THE TASK:
Retype the following text on inflammation and taste disorders in full, without any changes.

Inflammation and taste disorders: mechanisms in taste buds

Abstract

Taste disorders, including taste distortion and taste loss, negatively impact general health and quality of life. To understand the underlying molecular and cellular mechanisms, we set out to identify inflammation-related molecules in taste tissue and to assess their role in the development of taste dysfunctions. We found that 10 out of 12 mammalian Toll-like receptors (TLRs), type I and II interferon (IFN) receptors, and their downstream signaling components are present in taste tissue. Some TLRs appear to be selectively or more abundantly expressed in taste buds than in nongustatory lingual epithelium. Immunohistochemistry with antibodies against TLRs 1, 2, 3, 4, 6, and 7 confirmed the presence of these receptor proteins in taste bud cells, of which TLRs 2, 3, and 4 are expressed in the gustducin-expressing type II taste bud cells. Administration of TLR ligands, lipopolysaccharide, and double-stranded RNA polyinosinic:polycytidylic acid, which mimics bacterial or viral infection, activates the IFN signaling pathways, upregulates the expression of IFN-inducible genes, and downregulates the expression of c-fos in taste buds. Finally, systemic administration of IFNs augments apoptosis of taste bud cells in mice. Taken together, these data suggest that TLR and IFN pathways function collaboratively in recognizing pathogens and mediating inflammatory responses in taste tissue. This process, however, may interfere with normal taste transduction and taste bud cell turnover and contributes to the development of taste disorders.

[Dataset excerpts]

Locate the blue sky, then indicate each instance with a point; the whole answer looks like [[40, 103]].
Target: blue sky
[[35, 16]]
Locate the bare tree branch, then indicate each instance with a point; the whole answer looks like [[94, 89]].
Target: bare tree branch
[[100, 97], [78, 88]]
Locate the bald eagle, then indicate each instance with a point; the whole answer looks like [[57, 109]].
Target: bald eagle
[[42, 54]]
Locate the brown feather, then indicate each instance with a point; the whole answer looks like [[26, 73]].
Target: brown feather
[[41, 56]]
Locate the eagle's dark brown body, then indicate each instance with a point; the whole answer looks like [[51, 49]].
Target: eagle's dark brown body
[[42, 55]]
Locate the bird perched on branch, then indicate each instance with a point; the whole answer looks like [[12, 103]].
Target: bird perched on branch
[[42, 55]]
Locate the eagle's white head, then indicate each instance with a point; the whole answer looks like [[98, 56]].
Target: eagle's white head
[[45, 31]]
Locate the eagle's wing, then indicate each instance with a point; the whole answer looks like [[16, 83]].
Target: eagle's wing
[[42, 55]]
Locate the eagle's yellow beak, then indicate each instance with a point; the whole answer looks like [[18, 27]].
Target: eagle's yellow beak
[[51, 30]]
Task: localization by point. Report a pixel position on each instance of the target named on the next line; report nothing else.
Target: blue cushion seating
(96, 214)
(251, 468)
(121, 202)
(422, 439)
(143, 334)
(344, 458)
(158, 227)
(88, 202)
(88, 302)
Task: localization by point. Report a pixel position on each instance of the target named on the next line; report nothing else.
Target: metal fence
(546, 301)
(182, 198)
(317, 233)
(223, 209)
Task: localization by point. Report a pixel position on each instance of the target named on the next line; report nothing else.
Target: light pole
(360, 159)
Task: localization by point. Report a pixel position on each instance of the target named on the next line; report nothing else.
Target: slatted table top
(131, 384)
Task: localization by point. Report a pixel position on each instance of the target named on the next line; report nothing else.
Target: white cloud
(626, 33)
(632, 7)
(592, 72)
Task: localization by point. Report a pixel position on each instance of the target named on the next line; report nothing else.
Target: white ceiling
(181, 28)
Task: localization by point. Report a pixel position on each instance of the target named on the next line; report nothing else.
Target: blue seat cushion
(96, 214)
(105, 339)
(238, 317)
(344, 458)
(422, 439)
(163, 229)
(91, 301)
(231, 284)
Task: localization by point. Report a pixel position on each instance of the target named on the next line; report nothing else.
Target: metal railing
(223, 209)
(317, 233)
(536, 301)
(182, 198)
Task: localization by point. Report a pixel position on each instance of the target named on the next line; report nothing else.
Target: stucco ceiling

YOUR RESPONSE:
Inflammation and taste disorders: mechanisms in taste buds

Abstract

Taste disorders, including taste distortion and taste loss, negatively impact general health and quality of life. To understand the underlying molecular and cellular mechanisms, we set out to identify inflammation-related molecules in taste tissue and to assess their role in the development of taste dysfunctions. We found that 10 out of 12 mammalian Toll-like receptors (TLRs), type I and II interferon (IFN) receptors, and their downstream signaling components are present in taste tissue. Some TLRs appear to be selectively or more abundantly expressed in taste buds than in nongustatory lingual epithelium. Immunohistochemistry with antibodies against TLRs 1, 2, 3, 4, 6, and 7 confirmed the presence of these receptor proteins in taste bud cells, of which TLRs 2, 3, and 4 are expressed in the gustducin-expressing type II taste bud cells. Administration of TLR ligands, lipopolysaccharide, and double-stranded RNA polyinosinic:polycytidylic acid, which mimics bacterial or viral infection, activates the IFN signaling pathways, upregulates the expression of IFN-inducible genes, and downregulates the expression of c-fos in taste buds. Finally, systemic administration of IFNs augments apoptosis of taste bud cells in mice. Taken together, these data suggest that TLR and IFN pathways function collaboratively in recognizing pathogens and mediating inflammatory responses in taste tissue. This process, however, may interfere with normal taste transduction and taste bud cell turnover and contributes to the development of taste disorders.